Work to complete |
From the entries below, please gather each line containing the string "netting".

Available records |
- Opening Delimiter -

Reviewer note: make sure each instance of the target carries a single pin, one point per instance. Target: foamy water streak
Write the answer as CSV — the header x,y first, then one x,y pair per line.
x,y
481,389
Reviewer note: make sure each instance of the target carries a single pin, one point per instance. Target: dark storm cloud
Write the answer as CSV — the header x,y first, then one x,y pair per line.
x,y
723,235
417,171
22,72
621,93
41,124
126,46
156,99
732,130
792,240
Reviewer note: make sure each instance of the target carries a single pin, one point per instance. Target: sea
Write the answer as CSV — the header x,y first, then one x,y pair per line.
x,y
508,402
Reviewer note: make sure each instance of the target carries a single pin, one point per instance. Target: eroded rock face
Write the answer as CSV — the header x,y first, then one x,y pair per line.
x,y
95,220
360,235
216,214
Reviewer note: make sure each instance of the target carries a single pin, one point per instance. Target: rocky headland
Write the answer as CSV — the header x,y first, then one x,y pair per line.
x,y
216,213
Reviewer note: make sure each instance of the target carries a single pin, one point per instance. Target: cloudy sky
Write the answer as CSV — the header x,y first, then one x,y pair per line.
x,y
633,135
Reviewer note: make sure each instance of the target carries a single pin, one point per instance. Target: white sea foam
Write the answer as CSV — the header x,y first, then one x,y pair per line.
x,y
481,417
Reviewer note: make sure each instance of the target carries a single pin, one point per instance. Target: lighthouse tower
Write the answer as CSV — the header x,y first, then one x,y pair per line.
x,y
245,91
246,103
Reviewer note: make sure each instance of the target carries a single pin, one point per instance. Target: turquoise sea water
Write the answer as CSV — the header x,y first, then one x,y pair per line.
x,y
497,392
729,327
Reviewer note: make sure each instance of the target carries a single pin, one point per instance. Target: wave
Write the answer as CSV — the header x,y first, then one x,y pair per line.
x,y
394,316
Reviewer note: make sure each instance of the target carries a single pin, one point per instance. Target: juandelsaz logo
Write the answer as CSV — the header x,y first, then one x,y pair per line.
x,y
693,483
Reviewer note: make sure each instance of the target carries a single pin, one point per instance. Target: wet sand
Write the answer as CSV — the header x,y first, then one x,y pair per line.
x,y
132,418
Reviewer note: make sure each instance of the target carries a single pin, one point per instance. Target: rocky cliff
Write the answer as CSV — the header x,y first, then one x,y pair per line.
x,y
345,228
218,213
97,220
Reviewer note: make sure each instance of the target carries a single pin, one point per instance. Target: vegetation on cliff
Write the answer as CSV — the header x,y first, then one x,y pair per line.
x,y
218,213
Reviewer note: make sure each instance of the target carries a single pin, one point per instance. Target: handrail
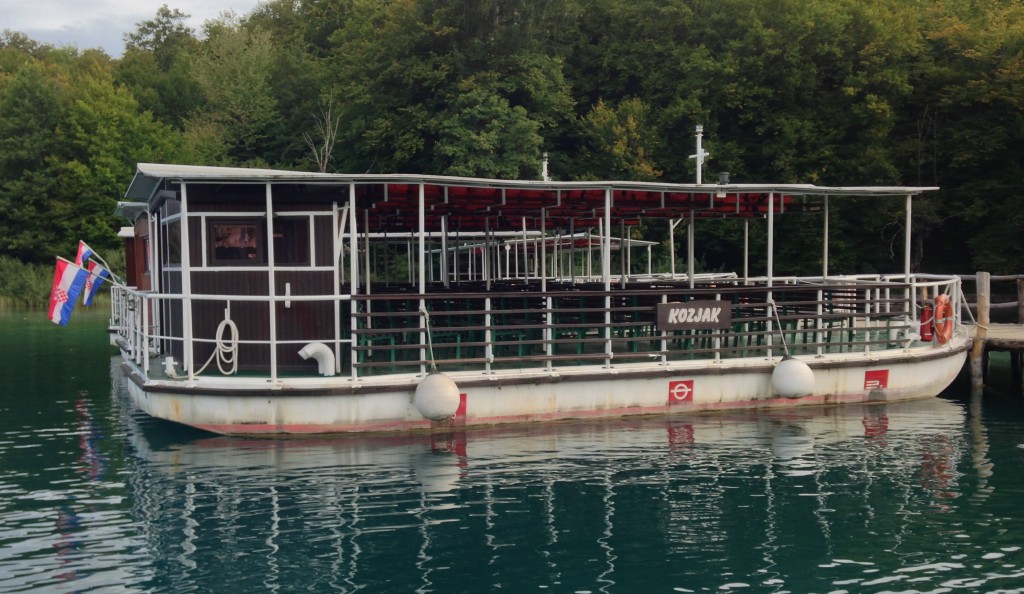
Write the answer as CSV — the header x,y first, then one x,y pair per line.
x,y
503,329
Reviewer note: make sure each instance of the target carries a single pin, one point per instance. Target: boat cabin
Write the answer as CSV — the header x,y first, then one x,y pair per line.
x,y
278,273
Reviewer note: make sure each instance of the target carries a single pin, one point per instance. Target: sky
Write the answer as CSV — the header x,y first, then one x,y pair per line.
x,y
92,24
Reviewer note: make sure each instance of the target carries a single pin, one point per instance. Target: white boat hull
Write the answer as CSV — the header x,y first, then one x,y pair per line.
x,y
230,406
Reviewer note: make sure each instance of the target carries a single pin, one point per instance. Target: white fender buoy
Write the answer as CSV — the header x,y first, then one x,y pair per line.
x,y
793,378
436,396
322,353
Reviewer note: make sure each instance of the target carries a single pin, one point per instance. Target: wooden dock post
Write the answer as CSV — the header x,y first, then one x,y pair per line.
x,y
982,282
1017,357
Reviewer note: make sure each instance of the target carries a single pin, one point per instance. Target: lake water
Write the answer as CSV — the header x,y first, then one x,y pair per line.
x,y
922,497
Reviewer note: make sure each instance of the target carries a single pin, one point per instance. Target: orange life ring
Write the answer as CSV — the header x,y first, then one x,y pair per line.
x,y
943,320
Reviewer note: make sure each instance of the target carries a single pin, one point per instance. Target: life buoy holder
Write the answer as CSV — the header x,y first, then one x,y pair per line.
x,y
943,319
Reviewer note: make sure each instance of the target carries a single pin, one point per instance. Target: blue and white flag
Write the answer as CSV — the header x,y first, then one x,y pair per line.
x,y
84,253
97,274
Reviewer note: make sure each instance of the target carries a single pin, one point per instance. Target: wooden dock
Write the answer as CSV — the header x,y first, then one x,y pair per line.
x,y
989,336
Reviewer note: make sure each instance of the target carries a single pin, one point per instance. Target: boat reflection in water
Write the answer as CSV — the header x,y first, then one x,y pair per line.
x,y
801,500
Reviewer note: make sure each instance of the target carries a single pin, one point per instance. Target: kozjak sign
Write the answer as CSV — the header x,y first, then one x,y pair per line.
x,y
694,315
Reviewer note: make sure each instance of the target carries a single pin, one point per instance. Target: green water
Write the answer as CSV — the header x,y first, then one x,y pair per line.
x,y
925,497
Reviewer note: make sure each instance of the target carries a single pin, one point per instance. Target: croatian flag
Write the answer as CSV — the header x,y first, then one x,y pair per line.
x,y
69,281
84,253
96,277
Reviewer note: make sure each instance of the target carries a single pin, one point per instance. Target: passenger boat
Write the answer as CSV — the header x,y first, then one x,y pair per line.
x,y
269,302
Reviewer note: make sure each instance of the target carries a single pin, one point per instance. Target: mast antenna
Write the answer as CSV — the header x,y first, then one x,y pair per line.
x,y
701,155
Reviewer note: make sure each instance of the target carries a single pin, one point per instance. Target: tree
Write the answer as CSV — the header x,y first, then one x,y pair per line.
x,y
232,69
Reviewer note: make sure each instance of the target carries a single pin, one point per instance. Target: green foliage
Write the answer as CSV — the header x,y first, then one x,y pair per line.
x,y
24,285
924,92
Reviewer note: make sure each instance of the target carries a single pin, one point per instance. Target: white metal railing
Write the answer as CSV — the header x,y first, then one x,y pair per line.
x,y
494,330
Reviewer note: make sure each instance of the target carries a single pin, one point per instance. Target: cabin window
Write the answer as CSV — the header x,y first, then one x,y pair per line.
x,y
174,242
291,241
237,243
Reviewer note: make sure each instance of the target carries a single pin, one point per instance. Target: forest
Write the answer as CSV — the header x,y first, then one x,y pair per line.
x,y
835,92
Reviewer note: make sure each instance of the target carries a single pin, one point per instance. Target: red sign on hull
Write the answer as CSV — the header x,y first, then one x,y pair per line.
x,y
681,391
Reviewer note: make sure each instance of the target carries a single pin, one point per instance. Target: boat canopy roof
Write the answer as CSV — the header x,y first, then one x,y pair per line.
x,y
391,202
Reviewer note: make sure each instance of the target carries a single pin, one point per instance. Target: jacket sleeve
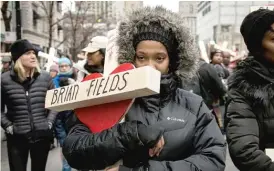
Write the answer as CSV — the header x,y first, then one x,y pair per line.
x,y
209,145
5,122
51,114
95,151
243,136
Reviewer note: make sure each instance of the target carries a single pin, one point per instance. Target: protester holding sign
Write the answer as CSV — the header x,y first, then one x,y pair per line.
x,y
27,123
65,77
250,128
177,131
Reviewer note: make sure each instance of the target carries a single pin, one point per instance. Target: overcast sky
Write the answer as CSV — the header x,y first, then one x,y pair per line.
x,y
169,4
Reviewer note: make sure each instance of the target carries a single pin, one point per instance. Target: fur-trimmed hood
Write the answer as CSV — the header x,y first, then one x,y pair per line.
x,y
187,51
254,80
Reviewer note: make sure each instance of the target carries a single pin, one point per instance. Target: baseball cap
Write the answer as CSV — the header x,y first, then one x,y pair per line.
x,y
96,43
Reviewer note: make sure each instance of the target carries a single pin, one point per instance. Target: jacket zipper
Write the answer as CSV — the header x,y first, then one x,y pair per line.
x,y
29,110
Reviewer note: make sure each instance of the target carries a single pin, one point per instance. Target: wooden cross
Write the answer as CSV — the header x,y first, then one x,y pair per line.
x,y
130,84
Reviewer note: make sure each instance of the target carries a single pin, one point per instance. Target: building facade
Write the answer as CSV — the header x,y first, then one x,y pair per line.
x,y
188,9
121,8
220,21
35,26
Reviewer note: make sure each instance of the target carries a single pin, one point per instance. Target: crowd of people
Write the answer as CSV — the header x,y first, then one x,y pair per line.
x,y
206,100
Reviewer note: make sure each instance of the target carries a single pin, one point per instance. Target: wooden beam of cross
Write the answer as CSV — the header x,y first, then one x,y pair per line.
x,y
130,84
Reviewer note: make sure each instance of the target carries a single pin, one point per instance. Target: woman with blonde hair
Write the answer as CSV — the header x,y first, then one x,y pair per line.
x,y
27,123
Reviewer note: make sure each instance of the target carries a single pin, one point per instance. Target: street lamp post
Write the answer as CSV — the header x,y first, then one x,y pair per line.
x,y
18,20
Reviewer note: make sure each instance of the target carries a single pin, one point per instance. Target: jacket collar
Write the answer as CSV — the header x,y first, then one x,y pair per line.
x,y
14,75
169,84
255,79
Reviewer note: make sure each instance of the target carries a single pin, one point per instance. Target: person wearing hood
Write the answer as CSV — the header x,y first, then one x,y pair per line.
x,y
250,115
27,123
95,54
173,130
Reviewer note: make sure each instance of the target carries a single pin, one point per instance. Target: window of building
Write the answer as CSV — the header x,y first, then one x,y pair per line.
x,y
35,16
59,6
191,9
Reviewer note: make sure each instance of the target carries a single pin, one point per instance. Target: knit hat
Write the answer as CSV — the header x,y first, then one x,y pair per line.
x,y
54,68
19,47
214,52
163,25
154,31
6,59
253,28
64,60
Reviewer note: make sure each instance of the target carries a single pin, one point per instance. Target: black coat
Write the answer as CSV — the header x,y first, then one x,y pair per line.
x,y
25,104
250,127
193,140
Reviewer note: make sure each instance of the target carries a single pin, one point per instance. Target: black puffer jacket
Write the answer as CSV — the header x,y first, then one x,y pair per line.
x,y
193,140
250,115
26,104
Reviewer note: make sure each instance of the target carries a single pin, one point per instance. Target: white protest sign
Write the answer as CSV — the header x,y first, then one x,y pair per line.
x,y
130,84
203,51
50,57
111,56
254,8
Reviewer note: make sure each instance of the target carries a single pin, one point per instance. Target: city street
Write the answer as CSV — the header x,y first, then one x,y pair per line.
x,y
54,160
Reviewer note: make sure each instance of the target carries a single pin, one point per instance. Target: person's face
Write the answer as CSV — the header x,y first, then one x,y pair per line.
x,y
5,65
29,59
154,54
226,59
217,58
64,67
268,45
95,58
53,74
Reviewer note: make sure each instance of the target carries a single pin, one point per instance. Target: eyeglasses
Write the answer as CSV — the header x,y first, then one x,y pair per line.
x,y
63,66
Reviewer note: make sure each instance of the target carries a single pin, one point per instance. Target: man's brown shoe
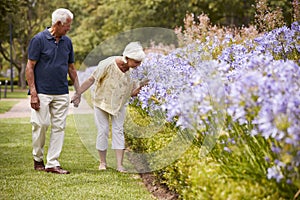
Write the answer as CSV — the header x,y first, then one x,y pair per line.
x,y
39,166
57,170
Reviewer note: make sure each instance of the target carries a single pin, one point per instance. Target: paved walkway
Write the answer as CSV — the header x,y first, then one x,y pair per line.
x,y
22,108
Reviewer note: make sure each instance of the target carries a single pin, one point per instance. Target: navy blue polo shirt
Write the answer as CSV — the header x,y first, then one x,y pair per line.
x,y
51,69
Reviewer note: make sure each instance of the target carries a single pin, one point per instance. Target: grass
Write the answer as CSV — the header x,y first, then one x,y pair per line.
x,y
6,105
20,181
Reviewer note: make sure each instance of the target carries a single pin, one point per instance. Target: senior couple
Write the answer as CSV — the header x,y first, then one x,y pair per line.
x,y
50,60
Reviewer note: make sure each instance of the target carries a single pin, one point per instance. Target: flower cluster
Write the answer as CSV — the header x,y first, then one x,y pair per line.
x,y
256,82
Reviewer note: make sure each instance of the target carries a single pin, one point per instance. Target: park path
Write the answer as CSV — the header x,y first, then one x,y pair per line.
x,y
22,108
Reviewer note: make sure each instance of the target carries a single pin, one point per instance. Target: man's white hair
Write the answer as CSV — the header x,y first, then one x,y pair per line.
x,y
61,14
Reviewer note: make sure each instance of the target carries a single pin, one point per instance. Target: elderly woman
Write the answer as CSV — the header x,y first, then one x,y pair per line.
x,y
113,88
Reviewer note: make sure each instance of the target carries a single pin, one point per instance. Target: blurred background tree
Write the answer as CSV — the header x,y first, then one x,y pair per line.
x,y
97,20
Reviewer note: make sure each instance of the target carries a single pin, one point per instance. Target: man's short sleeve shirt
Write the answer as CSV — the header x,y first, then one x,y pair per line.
x,y
53,58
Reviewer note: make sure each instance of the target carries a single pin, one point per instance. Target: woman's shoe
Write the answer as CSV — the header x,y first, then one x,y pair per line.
x,y
122,170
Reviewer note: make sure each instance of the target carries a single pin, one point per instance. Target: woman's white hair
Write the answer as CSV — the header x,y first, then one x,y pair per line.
x,y
61,14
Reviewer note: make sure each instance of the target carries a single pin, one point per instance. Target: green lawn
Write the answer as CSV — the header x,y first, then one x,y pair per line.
x,y
19,181
6,105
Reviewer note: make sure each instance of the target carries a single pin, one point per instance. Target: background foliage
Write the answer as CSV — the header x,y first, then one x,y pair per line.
x,y
97,20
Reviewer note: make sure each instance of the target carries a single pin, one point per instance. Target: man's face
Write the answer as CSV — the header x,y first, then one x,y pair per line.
x,y
133,63
64,28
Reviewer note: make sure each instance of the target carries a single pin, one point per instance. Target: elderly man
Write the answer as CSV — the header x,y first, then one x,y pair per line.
x,y
50,59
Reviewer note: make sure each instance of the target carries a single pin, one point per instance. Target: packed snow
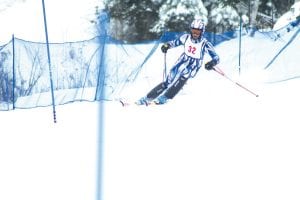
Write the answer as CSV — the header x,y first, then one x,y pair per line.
x,y
215,140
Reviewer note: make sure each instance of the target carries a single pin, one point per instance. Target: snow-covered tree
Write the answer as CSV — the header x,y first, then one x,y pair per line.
x,y
176,15
131,20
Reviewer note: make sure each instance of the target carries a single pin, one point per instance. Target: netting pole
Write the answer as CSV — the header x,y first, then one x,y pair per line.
x,y
49,63
14,78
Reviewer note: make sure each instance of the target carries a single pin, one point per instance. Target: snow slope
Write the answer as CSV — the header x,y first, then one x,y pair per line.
x,y
214,141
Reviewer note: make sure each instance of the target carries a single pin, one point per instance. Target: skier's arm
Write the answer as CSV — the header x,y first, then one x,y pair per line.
x,y
174,43
215,59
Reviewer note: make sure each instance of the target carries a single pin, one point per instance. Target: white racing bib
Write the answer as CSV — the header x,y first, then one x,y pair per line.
x,y
193,49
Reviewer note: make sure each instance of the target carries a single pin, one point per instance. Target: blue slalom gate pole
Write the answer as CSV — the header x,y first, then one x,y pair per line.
x,y
49,62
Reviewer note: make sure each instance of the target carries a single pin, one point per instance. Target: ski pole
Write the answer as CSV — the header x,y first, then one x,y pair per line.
x,y
218,70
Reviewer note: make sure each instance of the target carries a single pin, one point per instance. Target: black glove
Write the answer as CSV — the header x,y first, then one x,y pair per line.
x,y
165,47
210,65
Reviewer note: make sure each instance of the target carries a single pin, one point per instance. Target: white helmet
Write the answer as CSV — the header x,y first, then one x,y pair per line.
x,y
198,24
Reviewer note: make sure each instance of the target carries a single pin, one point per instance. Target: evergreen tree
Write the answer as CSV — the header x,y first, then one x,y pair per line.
x,y
176,15
131,20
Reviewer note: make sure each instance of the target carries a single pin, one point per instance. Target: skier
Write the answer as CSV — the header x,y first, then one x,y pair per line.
x,y
187,65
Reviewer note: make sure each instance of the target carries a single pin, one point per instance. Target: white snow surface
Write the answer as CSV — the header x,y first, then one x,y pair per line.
x,y
213,141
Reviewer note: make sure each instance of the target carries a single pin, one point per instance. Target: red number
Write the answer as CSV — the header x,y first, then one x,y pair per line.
x,y
192,49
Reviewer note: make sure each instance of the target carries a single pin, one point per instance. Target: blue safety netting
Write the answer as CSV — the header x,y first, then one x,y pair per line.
x,y
90,70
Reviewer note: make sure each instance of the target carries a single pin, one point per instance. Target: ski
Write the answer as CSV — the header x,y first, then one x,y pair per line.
x,y
127,103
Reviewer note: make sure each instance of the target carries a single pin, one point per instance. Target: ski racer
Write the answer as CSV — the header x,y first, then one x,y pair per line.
x,y
187,65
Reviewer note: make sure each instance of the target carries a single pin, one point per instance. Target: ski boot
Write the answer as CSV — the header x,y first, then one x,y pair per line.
x,y
143,101
161,100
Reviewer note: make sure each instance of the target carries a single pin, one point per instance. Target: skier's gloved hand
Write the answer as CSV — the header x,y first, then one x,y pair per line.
x,y
165,47
210,65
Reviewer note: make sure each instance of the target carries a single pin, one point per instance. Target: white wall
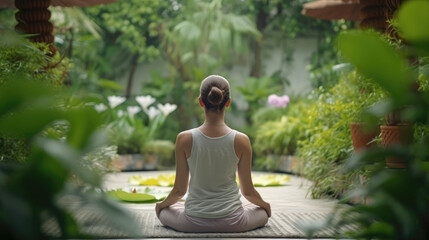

- Closing Delimiter -

Reply to the exercise |
Reviewer note: make sure each instance of the target carries a single pin, one point per instance. Target: netting pole
Reviewer note: make sure each instance of the target carries a single pin, one point per instance. Target: blue safety netting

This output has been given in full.